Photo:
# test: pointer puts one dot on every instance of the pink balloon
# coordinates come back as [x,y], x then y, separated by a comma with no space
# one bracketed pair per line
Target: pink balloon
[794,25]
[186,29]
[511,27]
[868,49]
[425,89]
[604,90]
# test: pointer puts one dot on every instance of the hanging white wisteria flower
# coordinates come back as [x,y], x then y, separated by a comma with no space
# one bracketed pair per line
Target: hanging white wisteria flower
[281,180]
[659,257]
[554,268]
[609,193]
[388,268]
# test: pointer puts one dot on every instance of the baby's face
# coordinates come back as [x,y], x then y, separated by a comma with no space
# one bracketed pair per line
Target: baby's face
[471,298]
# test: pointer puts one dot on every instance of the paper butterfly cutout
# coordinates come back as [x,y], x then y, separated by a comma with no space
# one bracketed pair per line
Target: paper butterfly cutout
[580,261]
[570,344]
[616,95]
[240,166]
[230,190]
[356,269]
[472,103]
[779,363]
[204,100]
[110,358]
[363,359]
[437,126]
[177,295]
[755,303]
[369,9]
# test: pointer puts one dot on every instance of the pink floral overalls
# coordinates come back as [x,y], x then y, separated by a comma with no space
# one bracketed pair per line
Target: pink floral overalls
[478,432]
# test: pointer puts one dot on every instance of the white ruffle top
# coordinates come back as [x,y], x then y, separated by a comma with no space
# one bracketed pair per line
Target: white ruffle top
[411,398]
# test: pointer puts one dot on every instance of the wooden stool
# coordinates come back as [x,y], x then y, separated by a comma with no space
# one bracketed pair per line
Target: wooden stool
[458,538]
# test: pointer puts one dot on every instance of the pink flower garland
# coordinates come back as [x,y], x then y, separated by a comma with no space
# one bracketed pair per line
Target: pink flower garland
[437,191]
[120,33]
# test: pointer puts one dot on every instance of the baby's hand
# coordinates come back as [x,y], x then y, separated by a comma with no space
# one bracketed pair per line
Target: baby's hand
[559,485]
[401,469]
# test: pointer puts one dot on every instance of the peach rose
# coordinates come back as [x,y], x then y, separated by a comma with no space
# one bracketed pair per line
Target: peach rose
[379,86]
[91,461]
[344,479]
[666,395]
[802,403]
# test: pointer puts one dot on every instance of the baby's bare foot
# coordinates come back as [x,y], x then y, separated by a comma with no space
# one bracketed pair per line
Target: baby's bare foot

********

### OBJECTIVE
Please switch "bracketed pair" to "bracketed point" everywhere it occurs in the lines above, and give all the lines again with nothing else changed.

### EXERCISE RESPONSE
Photo:
# test: pointer puts one dot on every instance of the pink balloon
# coordinates come back as [x,y], x then y, separated by a comma with no space
# one bracketed point per line
Target: pink balloon
[794,25]
[186,29]
[511,27]
[868,49]
[425,89]
[604,90]
# test: pointer puts one dot on every instance of the hanging white wisteria flower
# coordinates come back as [x,y], x then y, separated by a comma with no space
# one bracketed point per line
Target: hanging white wisteria flower
[281,180]
[659,257]
[554,268]
[609,193]
[388,268]
# test: pointer puts one dot on every instance of the baby's face
# coordinates come back as [x,y], x then y, separated by a comma with no space
# one bracketed point per line
Target: baby's face
[471,298]
# test: pointer puts one dot on every instance of the paper butterfly cutout
# coordinates come back as [x,y], x then y, separated by a comma with no space
# one bracketed point per line
Target: paper butterfly cutout
[580,261]
[570,344]
[616,95]
[240,166]
[230,190]
[356,269]
[472,103]
[779,363]
[204,100]
[110,358]
[363,359]
[437,126]
[177,295]
[755,303]
[369,9]
# test: pointer puts one dot on every instance of the pink floral overalls
# coordinates come back as [x,y], x then y, separated by a comma with no space
# one bracketed point per line
Target: pink floral overalls
[478,432]
# test: pointer puts one dot on every instance of the white ruffle top
# coordinates come back as [x,y], x then y, separated by a comma with no space
# one bracketed point per line
Target: white ruffle top
[411,398]
# test: pointer puts one dot on every instance of the wooden stool
# coordinates come back as [x,y], x then y, separated by a comma with no space
# one bracketed point per line
Target: wooden stool
[458,538]
# test: pointer puts one dot on every instance of the pink flower garland
# coordinates come back as [x,y], x then y, separated by a comma with no space
# one bracketed point per line
Target: pink flower garland
[437,191]
[120,33]
# test: pointer puts one dot on every instance of the baby's hand
# coordinates come back as [x,y], x then y, separated by a comma with no space
# one bracketed point per line
Target: baby's hand
[559,485]
[401,469]
# test: pointer puts one dot on every instance of the peach rose
# coordinates come back as [x,y], x then y, separated by a comma with no space
# one bracketed point per line
Target: peach rose
[379,86]
[91,461]
[344,479]
[666,395]
[802,403]
# test: pointer puts one dot on every instance of the baby's bare foot
# coordinates come back as [x,y], x then y, separated by a comma with no space
# one bracketed point per line
Target: baby's bare foot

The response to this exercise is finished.